● Reading text:
The model is y = mx + c. The parameters are reinitialized during every resumption, which is probably bad.

New main function:

def main():
    # set up our data
    N = 10  # number of data points
    sigma = 1.  # standard deviation of noise
    x = np.linspace(0., 9., N)

    mtrue = 0.4  # true gradient
    ctrue = 3.  # true y-intercept

    truemodel = my_model([mtrue, ctrue], x)

    # make data
    np.random.seed(
        716742)  # set random seed, so the data is reproducible each time
    data = sigma * np.random.randn(N) + truemodel

    ndraws = 100  # number of draws from the distribution
    nburn = 10  # number of "burn-in points" (which we'll discard)

    # use PyMC3 to sampler from log-likelihood
    trace = None
    for i in range(5):
        # create our Op
        logl = LogLikeWithGrad(my_loglike, data + i, x, sigma)
        with pm.Model() as opmodel:
            m = pm.Uniform('m', lower=-10., upper=10.)

● Assigned task 1: Translate this sentence from the PyMC3 excerpt into Spanish: "The parameters are reinitialized during every resumption, which is probably bad."
● Assigned task 2: Carry the PyMC3 excerpt forward, starting right after its final line of code.

(Segmentation mask data)
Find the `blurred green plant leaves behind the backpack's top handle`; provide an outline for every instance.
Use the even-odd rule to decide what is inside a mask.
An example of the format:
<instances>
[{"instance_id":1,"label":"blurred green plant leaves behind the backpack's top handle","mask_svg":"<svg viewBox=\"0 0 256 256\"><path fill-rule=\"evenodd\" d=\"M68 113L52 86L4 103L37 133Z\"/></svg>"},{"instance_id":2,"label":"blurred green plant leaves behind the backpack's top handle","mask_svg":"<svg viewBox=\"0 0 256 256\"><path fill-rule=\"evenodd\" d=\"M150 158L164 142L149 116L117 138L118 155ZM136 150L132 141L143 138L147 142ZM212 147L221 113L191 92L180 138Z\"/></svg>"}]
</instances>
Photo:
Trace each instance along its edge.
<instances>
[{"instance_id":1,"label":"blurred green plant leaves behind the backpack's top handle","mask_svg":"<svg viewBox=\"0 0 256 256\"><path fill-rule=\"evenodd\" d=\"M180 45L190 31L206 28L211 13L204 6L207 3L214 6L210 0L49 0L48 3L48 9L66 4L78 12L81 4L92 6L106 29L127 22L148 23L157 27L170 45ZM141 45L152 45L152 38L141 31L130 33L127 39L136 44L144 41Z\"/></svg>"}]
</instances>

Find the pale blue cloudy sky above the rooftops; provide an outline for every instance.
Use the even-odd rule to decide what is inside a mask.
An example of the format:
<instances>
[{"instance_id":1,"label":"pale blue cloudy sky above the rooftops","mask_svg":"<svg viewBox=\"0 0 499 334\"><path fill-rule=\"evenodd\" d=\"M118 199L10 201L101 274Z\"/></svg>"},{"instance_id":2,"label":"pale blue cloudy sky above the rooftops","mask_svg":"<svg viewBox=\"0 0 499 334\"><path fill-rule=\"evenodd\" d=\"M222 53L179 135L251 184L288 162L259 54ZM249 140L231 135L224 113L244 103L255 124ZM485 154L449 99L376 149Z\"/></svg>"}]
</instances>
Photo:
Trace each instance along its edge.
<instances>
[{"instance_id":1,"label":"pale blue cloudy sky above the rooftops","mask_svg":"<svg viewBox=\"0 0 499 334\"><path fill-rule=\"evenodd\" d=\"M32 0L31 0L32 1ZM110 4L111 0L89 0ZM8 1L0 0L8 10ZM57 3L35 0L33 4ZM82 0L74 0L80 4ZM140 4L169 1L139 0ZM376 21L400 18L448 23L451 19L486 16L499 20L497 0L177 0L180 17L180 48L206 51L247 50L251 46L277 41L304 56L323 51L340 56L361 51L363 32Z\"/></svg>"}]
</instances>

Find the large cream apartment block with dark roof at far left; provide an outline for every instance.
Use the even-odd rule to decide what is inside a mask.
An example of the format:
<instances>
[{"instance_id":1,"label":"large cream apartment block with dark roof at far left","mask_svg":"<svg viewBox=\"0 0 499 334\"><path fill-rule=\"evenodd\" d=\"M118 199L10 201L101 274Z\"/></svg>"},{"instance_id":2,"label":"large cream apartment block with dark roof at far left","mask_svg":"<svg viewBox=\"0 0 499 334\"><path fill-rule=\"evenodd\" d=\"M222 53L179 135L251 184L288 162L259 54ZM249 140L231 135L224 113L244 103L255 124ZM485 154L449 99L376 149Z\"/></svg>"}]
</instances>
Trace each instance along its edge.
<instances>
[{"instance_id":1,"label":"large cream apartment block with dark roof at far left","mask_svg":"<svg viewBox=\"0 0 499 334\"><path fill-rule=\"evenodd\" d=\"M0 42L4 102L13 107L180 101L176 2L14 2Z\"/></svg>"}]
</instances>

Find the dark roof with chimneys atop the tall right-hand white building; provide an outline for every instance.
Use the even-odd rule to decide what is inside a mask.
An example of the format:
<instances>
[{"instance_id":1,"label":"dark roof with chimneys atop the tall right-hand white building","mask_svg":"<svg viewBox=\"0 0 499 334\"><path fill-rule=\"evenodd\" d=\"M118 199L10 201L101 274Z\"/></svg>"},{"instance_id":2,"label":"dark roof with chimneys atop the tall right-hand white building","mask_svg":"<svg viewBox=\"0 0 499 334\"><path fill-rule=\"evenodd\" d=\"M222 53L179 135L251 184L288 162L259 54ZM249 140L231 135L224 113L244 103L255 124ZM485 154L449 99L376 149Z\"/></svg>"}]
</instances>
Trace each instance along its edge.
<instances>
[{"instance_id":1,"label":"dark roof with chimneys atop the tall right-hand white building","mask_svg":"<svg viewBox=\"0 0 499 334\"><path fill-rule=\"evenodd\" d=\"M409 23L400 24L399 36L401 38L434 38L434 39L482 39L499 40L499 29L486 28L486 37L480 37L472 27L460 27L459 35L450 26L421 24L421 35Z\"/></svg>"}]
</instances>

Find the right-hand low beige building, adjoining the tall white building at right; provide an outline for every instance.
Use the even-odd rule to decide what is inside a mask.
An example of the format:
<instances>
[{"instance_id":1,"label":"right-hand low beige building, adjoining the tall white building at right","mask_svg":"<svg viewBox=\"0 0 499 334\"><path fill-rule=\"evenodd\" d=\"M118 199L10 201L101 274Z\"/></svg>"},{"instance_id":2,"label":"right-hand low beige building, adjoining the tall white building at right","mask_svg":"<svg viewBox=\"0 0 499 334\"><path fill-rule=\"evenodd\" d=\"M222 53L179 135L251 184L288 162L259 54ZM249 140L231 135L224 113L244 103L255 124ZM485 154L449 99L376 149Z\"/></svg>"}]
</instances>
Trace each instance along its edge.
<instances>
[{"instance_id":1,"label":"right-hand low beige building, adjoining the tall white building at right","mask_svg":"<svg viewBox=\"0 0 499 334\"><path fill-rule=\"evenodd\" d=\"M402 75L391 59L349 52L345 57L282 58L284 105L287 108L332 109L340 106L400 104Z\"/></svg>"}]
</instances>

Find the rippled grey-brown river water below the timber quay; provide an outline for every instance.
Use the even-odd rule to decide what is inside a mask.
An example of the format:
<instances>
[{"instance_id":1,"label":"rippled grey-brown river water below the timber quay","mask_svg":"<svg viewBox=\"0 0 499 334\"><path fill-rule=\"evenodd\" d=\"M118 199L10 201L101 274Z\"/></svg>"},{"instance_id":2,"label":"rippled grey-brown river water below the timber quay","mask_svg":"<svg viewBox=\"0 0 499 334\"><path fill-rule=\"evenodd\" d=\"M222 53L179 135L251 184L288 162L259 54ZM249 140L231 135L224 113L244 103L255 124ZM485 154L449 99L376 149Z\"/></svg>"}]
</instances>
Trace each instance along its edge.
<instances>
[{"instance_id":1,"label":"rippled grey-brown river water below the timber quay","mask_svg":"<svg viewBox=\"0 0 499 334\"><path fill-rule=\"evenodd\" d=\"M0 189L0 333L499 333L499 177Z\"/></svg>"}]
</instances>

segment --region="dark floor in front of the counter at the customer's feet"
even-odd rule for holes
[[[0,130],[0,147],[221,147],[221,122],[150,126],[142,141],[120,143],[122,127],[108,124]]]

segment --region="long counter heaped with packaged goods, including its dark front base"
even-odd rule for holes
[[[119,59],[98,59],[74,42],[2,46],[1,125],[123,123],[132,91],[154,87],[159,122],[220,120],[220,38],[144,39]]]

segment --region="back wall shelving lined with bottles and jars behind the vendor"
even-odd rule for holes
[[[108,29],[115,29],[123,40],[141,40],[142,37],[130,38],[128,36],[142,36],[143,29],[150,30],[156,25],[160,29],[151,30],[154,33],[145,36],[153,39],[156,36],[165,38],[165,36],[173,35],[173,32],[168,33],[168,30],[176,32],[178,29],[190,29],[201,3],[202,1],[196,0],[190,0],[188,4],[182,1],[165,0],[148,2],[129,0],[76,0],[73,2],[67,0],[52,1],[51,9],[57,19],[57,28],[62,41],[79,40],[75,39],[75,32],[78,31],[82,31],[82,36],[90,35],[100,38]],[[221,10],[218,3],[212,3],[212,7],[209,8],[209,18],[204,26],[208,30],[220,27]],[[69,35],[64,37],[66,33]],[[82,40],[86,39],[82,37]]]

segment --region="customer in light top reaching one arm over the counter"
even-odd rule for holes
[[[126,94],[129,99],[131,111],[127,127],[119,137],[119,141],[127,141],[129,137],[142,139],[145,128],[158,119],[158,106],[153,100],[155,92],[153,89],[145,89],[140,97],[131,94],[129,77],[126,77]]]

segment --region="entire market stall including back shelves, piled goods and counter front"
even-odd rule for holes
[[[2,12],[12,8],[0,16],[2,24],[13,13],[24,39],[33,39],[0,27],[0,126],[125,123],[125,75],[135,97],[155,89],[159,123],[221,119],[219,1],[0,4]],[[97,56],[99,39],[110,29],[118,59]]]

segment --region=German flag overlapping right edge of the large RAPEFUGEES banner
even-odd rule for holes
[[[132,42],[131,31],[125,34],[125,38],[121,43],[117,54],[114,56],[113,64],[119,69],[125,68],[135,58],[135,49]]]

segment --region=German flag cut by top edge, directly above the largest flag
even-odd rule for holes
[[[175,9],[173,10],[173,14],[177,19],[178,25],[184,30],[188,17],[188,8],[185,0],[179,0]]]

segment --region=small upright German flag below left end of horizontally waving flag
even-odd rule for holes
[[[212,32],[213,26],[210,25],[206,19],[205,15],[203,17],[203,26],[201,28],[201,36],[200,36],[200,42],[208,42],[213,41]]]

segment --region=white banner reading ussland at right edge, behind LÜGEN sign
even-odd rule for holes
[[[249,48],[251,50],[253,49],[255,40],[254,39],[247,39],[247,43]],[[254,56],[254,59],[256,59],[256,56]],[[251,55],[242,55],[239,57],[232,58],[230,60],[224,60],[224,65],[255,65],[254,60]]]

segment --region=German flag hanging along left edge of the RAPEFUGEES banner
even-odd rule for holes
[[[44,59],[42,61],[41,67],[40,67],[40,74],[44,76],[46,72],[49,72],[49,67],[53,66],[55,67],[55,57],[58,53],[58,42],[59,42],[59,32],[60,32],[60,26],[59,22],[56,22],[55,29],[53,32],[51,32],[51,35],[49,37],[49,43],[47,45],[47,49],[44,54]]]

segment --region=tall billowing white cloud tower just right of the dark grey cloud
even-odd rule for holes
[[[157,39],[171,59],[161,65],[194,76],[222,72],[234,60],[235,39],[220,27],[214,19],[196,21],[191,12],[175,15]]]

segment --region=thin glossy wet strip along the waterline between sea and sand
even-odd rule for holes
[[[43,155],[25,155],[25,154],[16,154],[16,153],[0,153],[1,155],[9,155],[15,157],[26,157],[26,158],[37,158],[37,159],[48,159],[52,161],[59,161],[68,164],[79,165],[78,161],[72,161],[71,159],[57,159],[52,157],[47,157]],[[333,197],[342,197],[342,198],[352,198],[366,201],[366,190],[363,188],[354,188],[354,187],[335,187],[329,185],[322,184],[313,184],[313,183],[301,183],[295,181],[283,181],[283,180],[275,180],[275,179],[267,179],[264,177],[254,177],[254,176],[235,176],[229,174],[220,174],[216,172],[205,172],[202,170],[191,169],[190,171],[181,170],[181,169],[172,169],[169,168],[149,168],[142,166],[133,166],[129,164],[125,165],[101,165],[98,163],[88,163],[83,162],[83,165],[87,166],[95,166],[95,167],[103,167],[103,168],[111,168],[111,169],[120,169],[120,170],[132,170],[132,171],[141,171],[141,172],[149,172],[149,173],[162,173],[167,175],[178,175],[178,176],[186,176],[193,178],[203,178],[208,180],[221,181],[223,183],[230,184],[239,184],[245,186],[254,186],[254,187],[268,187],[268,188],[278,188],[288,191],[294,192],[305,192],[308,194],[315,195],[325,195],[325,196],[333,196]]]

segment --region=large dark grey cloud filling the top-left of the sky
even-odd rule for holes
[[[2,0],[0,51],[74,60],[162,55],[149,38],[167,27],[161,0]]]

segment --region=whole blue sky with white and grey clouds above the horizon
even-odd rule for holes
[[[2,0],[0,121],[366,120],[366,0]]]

● Written reply 1: Los parámetros se reinicializan en cada reanudación, lo cual probablemente sea malo.

● Written reply 2:
            c = pm.Uniform('c', lower=-10., upper=10.)
            theta = tt.as_tensor_variable([m, c])
            pm.DensityDist('likelihood', lambda v: logl(v),
                           observed={'v': theta})
            trace = pm.sample(ndraws, tune=nburn,
                              discard_tuned_samples=True, trace=trace,
                              start=None)

    # plot the traces
    print("trace_len", len(trace))
    _ = pm.traceplot(trace, lines={'m': mtrue, 'c': ctrue})

    # put the chains in an array (for later!)
    samples_pymc3_2 = np.vstack((trace['m'], trace['c'])).T
    plt.show()